Records supplied
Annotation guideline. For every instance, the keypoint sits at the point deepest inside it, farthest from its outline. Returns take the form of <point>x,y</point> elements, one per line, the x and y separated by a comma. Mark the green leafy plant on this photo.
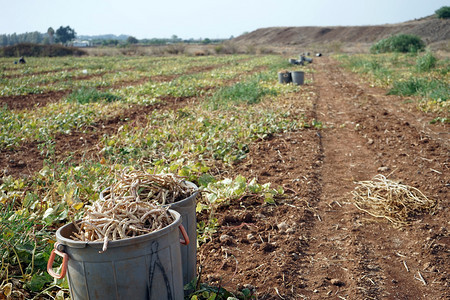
<point>426,62</point>
<point>399,43</point>
<point>89,95</point>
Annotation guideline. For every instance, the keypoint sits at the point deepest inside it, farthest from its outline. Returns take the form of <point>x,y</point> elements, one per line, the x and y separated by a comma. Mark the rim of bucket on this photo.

Given problem
Return each line of the records above verbatim, leaving out the pictures.

Answer to this exercise
Annotation guideline. For every instance, the keypoint sits at the point deepest inside it, farthest from its outline. Returns take the form of <point>x,y</point> elements, one per line, the x and y separated by a comma. Mark the green leafy plant on this photo.
<point>426,62</point>
<point>399,43</point>
<point>89,95</point>
Annotation guideline. For every instance, the keypoint sits at the point deepest inside it, farthest from its outline. Returns take the form of <point>x,y</point> elements, one per line, the x and y separated by a comma. Mark the rim of bucket on this photo.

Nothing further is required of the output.